• Document excerpt:
---

The one which bases itself on a "cannot be bothered," cynical
attitude and little else. This form of abstentionism easily leads to rejecting
all forms of struggle and politics, including direct action and anarchism.
Anarchists are against this just as much as any socialist voter.
Rather, anarchists see abstentionism as a positive
statement, a means of turning the natural negative reaction to an unjust system
into positive activity (i.e. direct action, solidarity, self-activity and
self-organisation). So, anarchist opposition to electioneering has deep
political implications which Luigi Galleani addressed when he wrote: "anarchists' electoral abstentionism implies not only a
conception that is opposed to the principle of representation (which is totally
rejected by anarchism), it implies above all an absolute lack of confidence in
the State. . . Furthermore, anarchist abstentionism has consequences which are
much less superficial than the inert apathy ascribed to it by the sneering
careerists of 'scientific socialism' [i.e. Marxism]. It strips the State of the
constitutional fraud with which it presents itself to the gullible as the true
representative of the whole nation, and, in so doing, exposes its essential
character as representative, procurer and policeman of the ruling classes.
"Distrust off reforms, of public power and of delegated
authority, can lead to direct action [in the class struggle]. . . It can
determine the revolutionary character of this . . . action; and, accordingly,
anarchists regard it as the best available means for preparing the masses to
manage their own personal and collective interests; and, besides, anarchists
feel that even now the working people are fully capable of handling their own
political and administrative interests." [The End of Anarchism?, pp.

---

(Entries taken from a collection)
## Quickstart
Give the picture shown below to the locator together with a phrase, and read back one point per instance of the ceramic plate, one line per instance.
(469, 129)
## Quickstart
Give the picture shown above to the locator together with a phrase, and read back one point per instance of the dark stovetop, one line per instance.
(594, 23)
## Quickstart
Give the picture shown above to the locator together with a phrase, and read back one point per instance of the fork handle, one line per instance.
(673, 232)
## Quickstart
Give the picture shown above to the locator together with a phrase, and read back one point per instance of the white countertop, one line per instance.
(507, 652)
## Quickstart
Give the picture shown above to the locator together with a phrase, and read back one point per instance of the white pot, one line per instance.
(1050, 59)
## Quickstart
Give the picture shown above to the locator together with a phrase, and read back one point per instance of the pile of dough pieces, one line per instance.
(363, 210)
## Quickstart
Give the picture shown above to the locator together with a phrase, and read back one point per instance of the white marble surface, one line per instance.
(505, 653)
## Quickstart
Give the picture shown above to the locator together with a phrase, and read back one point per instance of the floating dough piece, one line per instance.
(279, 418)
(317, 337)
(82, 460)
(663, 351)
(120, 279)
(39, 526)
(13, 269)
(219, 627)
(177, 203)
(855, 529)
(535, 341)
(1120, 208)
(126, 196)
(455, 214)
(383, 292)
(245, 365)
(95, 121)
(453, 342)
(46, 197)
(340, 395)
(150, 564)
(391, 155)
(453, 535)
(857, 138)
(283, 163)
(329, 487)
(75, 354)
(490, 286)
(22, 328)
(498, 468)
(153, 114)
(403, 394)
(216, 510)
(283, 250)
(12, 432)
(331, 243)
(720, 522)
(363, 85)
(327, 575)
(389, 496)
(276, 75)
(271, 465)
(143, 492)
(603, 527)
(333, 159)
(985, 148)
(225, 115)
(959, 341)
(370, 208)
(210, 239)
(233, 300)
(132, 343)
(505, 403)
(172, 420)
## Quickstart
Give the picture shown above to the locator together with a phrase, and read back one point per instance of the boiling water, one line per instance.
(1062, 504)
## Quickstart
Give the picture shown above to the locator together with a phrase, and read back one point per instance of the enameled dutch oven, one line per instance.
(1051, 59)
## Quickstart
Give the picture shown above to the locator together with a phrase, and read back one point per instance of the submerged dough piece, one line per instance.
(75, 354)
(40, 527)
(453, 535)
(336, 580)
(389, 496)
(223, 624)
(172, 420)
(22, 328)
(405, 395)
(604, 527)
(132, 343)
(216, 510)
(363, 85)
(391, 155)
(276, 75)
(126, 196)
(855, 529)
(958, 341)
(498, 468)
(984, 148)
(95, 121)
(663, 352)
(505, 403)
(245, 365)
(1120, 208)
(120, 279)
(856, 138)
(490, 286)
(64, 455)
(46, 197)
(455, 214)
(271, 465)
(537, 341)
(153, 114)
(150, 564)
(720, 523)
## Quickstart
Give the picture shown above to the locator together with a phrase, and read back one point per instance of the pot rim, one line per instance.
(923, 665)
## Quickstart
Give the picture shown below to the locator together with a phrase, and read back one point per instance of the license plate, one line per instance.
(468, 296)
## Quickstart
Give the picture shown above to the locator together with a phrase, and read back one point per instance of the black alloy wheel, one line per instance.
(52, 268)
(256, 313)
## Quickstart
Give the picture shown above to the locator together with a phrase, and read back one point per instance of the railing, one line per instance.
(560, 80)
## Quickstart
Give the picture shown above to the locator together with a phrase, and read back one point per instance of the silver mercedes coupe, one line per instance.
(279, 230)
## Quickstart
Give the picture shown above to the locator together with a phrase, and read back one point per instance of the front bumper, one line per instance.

---

• Directions:
A - In one to three sentences, explain why the abstentionism passage says anarchists oppose the kind of abstentionism that rests on a "cannot be bothered," cynical attitude.
B - Repeat word for word the part of the abstentionism passage from "The one which" up to and including "action and anarchism.".
The listing is separate material and is unrelated to the abstentionism passage.

• Answers by task:
A - Anarchists oppose it because that form of abstentionism easily leads to rejecting all forms of struggle and politics, including direct action and anarchism itself.

B -
The one which bases itself on a "cannot be bothered," cynical
attitude and little else. This form of abstentionism easily leads to rejecting
all forms of struggle and politics, including direct action and anarchism.